[Saved entries]
□ □ □ □ □

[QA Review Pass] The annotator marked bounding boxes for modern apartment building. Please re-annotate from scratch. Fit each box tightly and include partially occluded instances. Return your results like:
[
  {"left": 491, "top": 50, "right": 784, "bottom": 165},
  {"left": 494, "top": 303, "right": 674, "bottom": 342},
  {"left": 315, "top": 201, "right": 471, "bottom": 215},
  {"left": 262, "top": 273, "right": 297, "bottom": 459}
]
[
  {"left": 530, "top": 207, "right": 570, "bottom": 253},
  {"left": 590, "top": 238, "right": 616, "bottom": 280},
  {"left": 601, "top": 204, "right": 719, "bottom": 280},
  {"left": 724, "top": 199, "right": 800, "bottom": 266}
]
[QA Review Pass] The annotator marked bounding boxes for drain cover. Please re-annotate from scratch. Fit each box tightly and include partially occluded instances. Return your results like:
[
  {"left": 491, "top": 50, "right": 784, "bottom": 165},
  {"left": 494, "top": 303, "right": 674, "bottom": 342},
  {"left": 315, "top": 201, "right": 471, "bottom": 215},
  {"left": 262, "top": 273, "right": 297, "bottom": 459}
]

□ □ □ □ □

### INSTRUCTIONS FOR THE TASK:
Nothing in the entries may be left out; each line is to be output exactly.

### SOLVED PROBLEM:
[QA Review Pass] The annotator marked bounding boxes for modern apartment building. Please re-annotate from scratch. Fit each box tightly and include partially occluded instances. Return your results like:
[
  {"left": 491, "top": 50, "right": 784, "bottom": 165},
  {"left": 494, "top": 303, "right": 674, "bottom": 342},
  {"left": 315, "top": 201, "right": 471, "bottom": 215},
  {"left": 262, "top": 273, "right": 297, "bottom": 459}
]
[
  {"left": 530, "top": 207, "right": 570, "bottom": 253},
  {"left": 590, "top": 238, "right": 616, "bottom": 280},
  {"left": 601, "top": 204, "right": 719, "bottom": 280},
  {"left": 724, "top": 199, "right": 800, "bottom": 266}
]
[QA Review Pass] The annotator marked bounding boxes for drain cover. Please re-annotate from scratch. Fit each box tightly and include partially occluded instances. Return your results like:
[
  {"left": 491, "top": 50, "right": 784, "bottom": 165},
  {"left": 494, "top": 303, "right": 674, "bottom": 342},
  {"left": 315, "top": 201, "right": 471, "bottom": 215},
  {"left": 262, "top": 273, "right": 297, "bottom": 459}
]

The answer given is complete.